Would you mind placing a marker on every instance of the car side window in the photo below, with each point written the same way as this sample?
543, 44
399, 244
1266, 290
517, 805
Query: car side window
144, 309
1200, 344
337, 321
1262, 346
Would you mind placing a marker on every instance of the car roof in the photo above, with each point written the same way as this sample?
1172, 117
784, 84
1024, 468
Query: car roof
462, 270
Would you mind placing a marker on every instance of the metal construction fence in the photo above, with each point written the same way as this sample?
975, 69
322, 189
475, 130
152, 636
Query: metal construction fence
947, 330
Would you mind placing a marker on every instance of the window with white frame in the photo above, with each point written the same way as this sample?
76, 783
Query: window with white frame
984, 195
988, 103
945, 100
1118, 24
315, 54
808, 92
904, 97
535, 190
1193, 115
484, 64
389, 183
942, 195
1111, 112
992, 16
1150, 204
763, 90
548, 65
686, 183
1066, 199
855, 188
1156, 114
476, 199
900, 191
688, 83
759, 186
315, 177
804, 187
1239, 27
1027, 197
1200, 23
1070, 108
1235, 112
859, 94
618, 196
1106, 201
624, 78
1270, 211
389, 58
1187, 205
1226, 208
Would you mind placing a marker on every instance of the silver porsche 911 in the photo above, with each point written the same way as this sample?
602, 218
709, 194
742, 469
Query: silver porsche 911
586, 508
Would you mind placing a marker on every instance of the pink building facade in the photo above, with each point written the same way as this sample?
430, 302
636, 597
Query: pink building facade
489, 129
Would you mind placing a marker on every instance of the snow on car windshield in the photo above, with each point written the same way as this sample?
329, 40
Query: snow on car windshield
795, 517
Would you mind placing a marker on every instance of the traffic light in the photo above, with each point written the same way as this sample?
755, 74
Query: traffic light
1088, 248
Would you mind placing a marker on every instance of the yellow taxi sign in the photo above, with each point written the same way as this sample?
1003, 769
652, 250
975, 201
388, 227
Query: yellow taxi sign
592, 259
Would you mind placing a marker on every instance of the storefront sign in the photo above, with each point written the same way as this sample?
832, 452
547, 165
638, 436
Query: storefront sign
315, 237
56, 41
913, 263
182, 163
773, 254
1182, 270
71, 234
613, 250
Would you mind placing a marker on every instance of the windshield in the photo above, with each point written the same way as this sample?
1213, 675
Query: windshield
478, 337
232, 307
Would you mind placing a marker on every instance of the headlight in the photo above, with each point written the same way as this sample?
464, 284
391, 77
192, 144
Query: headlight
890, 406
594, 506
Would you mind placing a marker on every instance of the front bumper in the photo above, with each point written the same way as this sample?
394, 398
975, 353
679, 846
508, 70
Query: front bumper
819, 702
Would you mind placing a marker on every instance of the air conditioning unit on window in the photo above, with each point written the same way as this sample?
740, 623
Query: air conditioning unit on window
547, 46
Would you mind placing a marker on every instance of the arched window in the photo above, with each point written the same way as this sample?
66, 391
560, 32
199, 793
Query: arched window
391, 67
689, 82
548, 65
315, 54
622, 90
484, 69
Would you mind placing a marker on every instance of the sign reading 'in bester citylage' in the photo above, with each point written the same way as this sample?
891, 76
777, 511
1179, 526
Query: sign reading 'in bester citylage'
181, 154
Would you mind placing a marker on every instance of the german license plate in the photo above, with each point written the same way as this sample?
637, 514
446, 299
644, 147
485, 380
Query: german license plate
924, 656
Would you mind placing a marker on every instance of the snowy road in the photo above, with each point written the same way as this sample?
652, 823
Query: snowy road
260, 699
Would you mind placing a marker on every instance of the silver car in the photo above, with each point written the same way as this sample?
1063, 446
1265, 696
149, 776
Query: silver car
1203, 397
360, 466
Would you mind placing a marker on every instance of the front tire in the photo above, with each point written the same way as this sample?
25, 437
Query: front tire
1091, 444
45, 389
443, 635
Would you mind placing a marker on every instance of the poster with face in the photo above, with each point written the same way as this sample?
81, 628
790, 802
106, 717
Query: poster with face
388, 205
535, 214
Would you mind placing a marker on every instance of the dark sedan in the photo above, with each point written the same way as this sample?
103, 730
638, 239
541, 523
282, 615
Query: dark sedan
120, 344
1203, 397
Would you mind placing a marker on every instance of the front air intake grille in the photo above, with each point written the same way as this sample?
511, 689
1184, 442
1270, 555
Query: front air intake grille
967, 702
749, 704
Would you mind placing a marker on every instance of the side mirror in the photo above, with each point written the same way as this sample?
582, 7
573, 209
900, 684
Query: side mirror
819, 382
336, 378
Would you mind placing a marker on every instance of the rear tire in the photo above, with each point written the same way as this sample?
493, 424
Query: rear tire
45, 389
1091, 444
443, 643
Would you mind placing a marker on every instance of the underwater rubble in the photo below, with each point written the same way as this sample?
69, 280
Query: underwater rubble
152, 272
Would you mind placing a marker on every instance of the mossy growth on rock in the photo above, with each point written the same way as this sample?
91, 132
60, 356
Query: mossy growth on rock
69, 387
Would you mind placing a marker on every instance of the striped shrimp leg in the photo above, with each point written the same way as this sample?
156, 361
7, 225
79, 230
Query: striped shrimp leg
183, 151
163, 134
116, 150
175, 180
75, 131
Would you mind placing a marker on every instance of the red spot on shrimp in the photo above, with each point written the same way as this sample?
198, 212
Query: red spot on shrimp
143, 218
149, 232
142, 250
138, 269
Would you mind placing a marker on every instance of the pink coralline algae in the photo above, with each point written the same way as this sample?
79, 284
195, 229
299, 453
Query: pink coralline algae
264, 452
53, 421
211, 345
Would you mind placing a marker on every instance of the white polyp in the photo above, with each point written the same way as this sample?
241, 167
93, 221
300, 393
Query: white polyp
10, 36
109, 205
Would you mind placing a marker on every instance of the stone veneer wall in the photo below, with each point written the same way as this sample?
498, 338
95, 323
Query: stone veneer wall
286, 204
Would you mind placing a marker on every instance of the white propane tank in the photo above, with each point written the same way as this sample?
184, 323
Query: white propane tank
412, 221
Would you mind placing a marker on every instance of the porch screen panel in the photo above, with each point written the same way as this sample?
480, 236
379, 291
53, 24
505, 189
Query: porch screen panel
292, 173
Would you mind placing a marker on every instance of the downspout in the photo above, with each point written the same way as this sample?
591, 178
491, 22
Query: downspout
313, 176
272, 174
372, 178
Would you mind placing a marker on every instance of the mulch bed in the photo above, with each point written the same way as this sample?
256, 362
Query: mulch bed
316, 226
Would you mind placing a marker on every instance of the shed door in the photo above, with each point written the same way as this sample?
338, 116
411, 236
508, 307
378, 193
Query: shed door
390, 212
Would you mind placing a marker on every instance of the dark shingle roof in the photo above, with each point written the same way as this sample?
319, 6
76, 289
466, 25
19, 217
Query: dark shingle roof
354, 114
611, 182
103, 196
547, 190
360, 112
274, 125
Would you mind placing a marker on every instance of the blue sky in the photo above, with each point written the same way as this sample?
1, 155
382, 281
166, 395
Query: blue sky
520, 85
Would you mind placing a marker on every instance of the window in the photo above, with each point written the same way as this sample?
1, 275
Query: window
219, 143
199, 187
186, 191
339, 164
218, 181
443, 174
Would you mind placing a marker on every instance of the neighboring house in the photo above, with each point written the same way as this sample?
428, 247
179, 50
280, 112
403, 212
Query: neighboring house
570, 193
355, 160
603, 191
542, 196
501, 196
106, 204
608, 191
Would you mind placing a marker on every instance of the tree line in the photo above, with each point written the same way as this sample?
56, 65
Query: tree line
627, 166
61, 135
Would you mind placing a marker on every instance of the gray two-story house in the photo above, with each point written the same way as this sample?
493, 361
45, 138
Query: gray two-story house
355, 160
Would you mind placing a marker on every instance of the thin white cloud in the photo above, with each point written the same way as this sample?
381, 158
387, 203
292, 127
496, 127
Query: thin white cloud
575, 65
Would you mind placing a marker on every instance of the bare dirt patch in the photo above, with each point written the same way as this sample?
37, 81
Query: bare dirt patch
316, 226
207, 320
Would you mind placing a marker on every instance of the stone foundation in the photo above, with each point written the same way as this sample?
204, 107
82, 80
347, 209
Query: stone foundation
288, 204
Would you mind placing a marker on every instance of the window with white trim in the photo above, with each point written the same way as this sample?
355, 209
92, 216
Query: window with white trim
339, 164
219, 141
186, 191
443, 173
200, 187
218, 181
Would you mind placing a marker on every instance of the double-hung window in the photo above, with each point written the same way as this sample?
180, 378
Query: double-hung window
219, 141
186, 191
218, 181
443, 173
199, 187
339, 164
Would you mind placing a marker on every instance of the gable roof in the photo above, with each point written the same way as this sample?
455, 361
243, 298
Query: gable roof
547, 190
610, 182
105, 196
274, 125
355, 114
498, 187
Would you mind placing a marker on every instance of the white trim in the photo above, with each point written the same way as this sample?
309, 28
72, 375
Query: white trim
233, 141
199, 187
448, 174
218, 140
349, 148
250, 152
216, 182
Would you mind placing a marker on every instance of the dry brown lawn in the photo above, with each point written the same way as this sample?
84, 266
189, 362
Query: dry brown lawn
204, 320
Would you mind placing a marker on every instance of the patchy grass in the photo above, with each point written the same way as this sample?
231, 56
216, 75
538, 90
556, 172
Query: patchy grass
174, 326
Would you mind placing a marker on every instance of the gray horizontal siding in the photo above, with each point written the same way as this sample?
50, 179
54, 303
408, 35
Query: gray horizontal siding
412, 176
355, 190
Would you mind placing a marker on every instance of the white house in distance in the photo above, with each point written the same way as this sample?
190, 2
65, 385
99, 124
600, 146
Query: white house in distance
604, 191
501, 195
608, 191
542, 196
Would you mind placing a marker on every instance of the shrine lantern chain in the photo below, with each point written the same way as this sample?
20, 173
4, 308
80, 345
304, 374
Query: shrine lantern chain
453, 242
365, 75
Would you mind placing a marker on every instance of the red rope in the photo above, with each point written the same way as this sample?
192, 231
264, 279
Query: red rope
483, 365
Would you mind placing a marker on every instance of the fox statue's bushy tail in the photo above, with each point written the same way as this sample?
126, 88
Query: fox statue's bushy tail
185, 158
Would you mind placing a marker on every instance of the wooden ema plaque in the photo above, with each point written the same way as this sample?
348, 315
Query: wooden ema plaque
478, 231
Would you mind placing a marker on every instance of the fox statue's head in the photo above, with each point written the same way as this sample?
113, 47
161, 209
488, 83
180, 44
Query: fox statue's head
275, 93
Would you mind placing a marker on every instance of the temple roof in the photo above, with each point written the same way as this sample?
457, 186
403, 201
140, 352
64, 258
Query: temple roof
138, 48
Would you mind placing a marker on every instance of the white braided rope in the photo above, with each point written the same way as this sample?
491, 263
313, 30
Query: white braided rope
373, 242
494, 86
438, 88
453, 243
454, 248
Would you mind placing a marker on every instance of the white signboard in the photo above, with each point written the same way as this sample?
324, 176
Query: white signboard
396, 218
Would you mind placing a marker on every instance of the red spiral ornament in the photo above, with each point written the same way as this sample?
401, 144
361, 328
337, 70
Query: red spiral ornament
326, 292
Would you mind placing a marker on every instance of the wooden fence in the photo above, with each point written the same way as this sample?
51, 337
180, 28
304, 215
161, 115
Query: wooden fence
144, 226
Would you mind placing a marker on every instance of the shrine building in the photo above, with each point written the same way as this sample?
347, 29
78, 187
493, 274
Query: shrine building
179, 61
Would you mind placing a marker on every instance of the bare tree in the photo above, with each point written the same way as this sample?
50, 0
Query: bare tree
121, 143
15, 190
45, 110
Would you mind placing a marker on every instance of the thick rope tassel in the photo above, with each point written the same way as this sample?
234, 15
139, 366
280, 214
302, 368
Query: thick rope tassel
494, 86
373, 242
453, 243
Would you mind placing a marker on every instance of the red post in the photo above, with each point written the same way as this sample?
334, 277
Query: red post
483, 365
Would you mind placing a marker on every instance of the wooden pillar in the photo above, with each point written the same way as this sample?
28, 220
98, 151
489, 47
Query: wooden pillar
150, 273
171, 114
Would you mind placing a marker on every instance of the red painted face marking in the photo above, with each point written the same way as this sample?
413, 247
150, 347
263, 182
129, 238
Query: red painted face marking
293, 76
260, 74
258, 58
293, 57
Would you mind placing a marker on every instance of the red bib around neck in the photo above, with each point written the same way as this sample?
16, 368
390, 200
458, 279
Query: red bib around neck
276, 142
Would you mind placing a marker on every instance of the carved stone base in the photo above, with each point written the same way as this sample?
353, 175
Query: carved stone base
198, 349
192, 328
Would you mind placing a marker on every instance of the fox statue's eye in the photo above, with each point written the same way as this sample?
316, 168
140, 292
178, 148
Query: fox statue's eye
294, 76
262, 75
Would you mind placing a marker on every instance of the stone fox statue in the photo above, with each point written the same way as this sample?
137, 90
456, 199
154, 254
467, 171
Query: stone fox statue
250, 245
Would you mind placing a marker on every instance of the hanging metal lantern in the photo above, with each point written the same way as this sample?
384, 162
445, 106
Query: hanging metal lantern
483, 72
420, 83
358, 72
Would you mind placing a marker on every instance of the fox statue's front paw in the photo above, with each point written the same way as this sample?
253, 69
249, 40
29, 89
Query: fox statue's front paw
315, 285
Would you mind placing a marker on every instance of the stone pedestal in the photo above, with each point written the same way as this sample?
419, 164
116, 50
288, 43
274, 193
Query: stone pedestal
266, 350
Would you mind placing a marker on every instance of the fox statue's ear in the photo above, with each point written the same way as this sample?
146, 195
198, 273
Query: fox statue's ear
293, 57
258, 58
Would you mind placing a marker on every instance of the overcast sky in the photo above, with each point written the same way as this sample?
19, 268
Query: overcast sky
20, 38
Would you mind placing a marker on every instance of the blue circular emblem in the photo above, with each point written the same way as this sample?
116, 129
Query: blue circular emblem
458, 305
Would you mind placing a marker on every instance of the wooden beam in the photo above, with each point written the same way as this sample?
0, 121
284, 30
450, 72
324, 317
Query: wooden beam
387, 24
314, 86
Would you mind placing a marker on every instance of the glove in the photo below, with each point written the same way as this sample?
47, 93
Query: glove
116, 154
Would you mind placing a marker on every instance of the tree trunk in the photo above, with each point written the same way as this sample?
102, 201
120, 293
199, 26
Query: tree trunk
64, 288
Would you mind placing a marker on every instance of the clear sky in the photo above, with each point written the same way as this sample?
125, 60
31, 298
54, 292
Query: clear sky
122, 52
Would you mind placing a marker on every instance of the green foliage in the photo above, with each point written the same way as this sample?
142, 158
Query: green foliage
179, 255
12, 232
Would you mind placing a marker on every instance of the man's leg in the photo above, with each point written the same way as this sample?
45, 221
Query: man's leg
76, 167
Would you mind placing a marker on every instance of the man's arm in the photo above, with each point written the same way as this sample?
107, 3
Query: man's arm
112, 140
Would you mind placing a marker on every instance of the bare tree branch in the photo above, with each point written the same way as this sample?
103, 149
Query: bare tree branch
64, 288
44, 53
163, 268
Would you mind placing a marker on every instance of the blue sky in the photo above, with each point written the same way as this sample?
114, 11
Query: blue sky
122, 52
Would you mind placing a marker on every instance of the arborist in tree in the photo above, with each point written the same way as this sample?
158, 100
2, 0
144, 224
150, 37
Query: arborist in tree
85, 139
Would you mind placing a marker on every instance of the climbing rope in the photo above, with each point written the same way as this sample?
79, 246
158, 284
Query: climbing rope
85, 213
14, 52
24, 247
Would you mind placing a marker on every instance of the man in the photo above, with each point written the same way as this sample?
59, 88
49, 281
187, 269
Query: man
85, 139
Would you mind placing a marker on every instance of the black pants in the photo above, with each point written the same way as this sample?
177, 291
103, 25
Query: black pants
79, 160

++++++

--- Job ---
Copy out exactly the lines between the line with "of the glove" and the last line of the entries, counting both of those lines.

--- Written reply ---
Would you mind placing a marker on every instance of the glove in the photo below, with each point written the same way as this sample?
47, 93
Query: glove
116, 154
Would you mind placing a marker on every instance of the tree trunk in the photo above, with each point written the same way as this sample?
102, 201
120, 293
199, 26
Query: tree trunk
64, 288
Would you mind placing a marker on every instance of the clear sky in the photo above, with each point written the same way as this sample?
125, 60
31, 298
54, 292
Query: clear sky
122, 52
Would you mind placing a marker on every instance of the green foliage in the photo above, with each point written the same way as this sample?
142, 158
Query: green foliage
179, 255
12, 232
Would you mind placing a marker on every instance of the man's leg in the photo above, with each point written the same way as this sample?
45, 221
Query: man's leg
76, 167
Would you mind placing a marker on every instance of the man's arm in the photo above, with each point written the same way as this sample?
107, 3
Query: man's arm
112, 140
Would you mind placing a marker on every instance of the bare tree branch in the photo above, with each point written the same way as this sample?
103, 149
Query: bare tree branch
64, 288
44, 53
163, 268
Would you mind placing a marker on every instance of the blue sky in the photo above, with each point written the same way as this sample?
114, 11
Query: blue sky
122, 52
Would you mind placing a marker on every instance of the arborist in tree in the photo above, with each point written the same way as this sample?
158, 100
2, 0
144, 224
150, 37
Query: arborist in tree
85, 139
Would you mind placing a marker on every instance of the climbing rope in the photo above, with each point written the same way as this sample?
79, 246
158, 284
Query: climbing rope
85, 213
14, 52
24, 247
Would you mind placing a marker on every instance of the man in the photo above, with each point written the same way as this sample?
59, 88
49, 281
187, 269
Query: man
85, 139
Would you mind placing a marker on every instance of the black pants in the photo above, with each point written the same way as this sample?
177, 291
103, 25
Query: black pants
79, 160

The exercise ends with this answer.